>> Begin
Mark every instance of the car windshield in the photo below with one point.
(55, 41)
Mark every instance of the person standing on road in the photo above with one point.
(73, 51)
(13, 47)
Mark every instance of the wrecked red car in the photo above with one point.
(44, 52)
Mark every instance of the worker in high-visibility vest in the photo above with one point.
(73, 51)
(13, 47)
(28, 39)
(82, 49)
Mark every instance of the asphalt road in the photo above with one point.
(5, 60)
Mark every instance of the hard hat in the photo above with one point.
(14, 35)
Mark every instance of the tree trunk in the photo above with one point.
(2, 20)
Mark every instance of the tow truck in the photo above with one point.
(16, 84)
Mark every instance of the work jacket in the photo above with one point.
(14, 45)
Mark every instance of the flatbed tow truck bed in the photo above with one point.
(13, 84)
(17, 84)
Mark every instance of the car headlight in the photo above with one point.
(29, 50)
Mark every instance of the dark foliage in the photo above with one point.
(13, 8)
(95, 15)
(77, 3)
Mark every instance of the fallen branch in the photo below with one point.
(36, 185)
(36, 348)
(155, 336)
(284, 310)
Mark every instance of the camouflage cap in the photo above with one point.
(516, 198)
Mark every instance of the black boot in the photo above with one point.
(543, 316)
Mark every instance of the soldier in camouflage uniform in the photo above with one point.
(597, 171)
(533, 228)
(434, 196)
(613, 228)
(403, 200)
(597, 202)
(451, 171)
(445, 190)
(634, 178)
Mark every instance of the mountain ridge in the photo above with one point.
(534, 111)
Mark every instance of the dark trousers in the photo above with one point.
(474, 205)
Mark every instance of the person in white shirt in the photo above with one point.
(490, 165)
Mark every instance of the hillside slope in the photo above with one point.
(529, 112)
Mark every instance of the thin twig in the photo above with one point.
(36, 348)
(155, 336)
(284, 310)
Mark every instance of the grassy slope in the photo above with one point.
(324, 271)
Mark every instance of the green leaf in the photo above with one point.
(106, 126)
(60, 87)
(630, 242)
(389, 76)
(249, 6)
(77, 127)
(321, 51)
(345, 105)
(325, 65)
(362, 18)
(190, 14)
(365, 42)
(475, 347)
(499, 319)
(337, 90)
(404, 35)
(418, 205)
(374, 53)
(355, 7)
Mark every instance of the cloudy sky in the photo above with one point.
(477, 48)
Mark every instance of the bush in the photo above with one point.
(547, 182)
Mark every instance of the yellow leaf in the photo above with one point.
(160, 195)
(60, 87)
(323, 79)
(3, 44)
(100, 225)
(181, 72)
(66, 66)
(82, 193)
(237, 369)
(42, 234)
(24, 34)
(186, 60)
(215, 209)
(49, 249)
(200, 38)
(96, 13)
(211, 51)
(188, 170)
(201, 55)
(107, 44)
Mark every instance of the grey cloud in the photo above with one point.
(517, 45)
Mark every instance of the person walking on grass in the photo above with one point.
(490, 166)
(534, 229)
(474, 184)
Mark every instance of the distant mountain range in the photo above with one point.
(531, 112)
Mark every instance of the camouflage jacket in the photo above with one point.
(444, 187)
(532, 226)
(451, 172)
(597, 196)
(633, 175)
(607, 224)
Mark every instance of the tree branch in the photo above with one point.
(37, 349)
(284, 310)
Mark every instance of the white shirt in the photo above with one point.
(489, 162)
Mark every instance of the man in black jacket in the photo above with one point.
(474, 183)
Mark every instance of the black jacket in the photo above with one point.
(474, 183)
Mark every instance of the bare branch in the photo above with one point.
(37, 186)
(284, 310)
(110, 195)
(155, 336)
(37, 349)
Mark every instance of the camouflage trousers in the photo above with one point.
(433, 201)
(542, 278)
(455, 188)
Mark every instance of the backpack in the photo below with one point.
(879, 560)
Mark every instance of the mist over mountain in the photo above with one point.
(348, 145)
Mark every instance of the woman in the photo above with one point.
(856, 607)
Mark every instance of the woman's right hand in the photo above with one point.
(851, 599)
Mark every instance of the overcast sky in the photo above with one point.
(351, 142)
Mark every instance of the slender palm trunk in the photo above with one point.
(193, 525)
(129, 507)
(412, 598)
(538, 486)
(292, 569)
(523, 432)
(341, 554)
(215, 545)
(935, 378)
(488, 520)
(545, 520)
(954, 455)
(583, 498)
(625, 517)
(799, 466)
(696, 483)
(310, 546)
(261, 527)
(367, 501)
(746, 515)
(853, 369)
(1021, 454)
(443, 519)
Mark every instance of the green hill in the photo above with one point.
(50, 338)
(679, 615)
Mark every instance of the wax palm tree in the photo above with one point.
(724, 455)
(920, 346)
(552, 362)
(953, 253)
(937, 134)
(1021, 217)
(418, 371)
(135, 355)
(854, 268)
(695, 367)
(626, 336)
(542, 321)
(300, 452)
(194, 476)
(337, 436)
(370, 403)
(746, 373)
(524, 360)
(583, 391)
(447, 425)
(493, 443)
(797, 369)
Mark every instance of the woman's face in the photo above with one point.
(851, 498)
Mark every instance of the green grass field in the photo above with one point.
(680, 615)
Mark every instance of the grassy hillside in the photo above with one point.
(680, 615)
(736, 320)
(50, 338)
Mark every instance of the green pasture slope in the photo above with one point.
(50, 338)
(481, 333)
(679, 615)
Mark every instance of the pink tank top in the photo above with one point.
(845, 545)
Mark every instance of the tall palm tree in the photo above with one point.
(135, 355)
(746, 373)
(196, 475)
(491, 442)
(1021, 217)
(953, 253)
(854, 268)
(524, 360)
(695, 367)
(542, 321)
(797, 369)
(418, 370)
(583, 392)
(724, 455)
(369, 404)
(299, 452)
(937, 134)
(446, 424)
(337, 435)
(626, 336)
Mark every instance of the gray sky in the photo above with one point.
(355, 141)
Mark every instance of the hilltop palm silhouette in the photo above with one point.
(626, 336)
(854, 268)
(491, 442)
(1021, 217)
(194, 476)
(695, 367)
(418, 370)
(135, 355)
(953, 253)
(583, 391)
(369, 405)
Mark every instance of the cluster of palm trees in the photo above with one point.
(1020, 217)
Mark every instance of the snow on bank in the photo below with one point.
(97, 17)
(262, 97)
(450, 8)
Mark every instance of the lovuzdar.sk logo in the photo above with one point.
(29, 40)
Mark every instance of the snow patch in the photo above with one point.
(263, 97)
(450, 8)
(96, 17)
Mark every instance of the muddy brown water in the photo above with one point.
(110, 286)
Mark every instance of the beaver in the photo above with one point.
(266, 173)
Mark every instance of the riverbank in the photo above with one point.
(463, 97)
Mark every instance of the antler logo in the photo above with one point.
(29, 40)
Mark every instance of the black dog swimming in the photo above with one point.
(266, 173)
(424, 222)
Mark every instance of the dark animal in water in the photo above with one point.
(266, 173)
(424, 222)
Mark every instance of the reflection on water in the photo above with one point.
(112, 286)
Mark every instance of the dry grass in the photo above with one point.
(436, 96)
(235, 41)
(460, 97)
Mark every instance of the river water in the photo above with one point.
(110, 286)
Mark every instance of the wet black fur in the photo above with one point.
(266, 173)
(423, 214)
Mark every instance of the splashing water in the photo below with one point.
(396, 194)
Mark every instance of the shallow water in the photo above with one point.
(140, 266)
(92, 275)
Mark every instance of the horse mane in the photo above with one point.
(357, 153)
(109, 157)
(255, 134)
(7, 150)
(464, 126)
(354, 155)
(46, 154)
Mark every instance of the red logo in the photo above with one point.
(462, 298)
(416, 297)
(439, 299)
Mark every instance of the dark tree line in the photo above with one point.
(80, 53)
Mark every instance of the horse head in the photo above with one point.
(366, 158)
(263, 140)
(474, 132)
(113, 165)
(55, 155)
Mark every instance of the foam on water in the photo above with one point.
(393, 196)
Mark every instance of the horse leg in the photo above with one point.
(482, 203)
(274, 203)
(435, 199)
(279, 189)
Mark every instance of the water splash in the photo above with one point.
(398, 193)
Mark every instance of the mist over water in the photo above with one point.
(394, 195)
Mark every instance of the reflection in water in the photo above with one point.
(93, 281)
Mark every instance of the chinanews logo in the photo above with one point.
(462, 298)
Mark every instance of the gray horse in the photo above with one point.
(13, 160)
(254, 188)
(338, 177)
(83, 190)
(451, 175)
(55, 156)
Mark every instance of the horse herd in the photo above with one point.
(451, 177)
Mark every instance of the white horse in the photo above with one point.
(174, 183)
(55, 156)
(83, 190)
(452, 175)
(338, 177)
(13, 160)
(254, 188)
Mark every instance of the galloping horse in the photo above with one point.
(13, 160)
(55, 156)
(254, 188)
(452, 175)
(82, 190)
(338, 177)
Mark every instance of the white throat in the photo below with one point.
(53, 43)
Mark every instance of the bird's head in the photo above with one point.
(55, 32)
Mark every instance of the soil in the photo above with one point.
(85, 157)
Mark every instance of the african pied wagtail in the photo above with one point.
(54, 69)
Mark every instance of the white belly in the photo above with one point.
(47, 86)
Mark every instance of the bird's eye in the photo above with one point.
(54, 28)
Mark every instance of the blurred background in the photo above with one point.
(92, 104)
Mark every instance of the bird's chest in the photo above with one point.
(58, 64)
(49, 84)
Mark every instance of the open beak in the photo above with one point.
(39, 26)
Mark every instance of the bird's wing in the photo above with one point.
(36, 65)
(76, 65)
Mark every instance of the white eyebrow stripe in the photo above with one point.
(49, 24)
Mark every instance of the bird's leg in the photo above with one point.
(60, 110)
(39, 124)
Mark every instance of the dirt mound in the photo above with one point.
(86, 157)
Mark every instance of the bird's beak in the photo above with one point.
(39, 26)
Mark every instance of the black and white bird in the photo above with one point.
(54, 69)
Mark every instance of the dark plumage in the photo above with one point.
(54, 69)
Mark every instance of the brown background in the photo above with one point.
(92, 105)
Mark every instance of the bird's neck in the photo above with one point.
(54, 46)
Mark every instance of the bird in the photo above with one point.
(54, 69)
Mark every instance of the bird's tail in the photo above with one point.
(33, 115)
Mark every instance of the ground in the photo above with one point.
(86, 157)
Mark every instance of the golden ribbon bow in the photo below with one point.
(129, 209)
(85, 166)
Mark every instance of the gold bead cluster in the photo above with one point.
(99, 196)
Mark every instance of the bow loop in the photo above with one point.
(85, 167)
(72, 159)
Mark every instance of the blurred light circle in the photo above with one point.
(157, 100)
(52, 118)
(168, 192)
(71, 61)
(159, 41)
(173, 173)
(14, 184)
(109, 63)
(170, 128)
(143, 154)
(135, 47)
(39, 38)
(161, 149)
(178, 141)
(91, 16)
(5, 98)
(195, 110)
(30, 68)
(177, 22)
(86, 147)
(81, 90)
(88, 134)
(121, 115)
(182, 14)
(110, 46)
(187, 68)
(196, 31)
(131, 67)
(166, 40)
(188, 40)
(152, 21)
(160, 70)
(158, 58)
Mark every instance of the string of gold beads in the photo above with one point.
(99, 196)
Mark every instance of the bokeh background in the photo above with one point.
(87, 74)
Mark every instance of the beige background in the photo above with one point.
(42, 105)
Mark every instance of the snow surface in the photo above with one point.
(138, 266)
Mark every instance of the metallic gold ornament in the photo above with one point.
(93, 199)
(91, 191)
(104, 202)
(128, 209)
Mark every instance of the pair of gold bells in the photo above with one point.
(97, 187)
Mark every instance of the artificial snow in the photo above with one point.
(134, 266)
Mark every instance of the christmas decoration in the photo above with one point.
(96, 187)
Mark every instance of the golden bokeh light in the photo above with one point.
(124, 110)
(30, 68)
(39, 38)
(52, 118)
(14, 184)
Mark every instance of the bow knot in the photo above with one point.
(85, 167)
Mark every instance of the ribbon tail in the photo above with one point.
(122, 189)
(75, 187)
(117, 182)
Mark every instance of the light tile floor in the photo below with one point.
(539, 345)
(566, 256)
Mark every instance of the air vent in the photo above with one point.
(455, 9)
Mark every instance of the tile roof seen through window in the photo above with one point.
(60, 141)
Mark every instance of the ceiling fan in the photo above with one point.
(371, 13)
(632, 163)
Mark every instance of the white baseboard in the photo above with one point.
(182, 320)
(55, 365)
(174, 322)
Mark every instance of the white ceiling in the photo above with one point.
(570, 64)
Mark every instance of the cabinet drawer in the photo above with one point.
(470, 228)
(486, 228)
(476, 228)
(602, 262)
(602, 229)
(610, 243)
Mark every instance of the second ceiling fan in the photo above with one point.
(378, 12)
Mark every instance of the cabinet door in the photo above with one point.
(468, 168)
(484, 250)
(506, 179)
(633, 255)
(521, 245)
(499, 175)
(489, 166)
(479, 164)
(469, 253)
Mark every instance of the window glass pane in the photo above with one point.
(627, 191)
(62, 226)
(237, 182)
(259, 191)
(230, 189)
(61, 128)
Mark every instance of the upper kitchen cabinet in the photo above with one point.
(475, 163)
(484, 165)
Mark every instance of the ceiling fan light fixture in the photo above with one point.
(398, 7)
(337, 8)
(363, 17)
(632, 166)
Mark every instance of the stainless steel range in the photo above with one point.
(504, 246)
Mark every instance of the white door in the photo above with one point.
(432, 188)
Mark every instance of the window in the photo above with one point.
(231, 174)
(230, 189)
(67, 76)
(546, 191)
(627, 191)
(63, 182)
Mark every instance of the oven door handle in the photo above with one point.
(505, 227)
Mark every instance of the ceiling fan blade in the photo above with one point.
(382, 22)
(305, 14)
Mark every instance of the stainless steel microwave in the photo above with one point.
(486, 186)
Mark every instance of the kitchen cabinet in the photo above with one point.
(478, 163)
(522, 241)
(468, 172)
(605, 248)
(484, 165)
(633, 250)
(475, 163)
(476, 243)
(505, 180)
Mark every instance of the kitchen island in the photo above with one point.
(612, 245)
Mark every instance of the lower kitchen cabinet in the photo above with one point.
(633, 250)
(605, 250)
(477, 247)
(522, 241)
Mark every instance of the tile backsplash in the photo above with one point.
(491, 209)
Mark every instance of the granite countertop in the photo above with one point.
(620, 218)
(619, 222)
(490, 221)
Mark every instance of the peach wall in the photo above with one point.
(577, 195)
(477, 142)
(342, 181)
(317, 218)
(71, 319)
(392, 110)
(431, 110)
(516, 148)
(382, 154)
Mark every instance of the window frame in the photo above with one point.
>> End
* Your task: Give back, exactly as written, the lines from the one with "Mark every instance of the stainless steel range" to the last line.

* Complete output:
Mark every instance of the stainless steel range in the photo above with one point.
(504, 246)
Mark every instance of the white door in the photo above with one point.
(432, 188)
Mark every instance of the window in the photo above with one point.
(231, 174)
(230, 189)
(67, 76)
(546, 191)
(627, 191)
(63, 182)
Mark every instance of the oven door handle in the photo above with one point.
(505, 227)
Mark every instance of the ceiling fan blade in the photo above with one point.
(382, 22)
(305, 14)
Mark every instance of the stainless steel microwave in the photo above with one point.
(486, 186)
Mark every instance of the kitchen cabinet in the photo above with one point.
(478, 163)
(522, 241)
(468, 172)
(605, 248)
(484, 165)
(633, 250)
(475, 163)
(476, 243)
(505, 180)
Mark every instance of the kitchen island in the photo above with one point.
(612, 245)
Mark every instance of the lower kitchen cabinet in the photo above with one point.
(633, 250)
(605, 250)
(477, 247)
(522, 241)
Mark every instance of the tile backsplash in the photo above with one point.
(491, 209)
Mark every instance of the granite countertop in the photo above with one point.
(620, 218)
(619, 222)
(490, 221)
Mark every instance of the peach wall in the photo above with one point.
(577, 195)
(477, 142)
(342, 181)
(317, 218)
(71, 319)
(392, 110)
(431, 110)
(516, 148)
(382, 154)
Mark every instance of the window frame in the photo above with one point.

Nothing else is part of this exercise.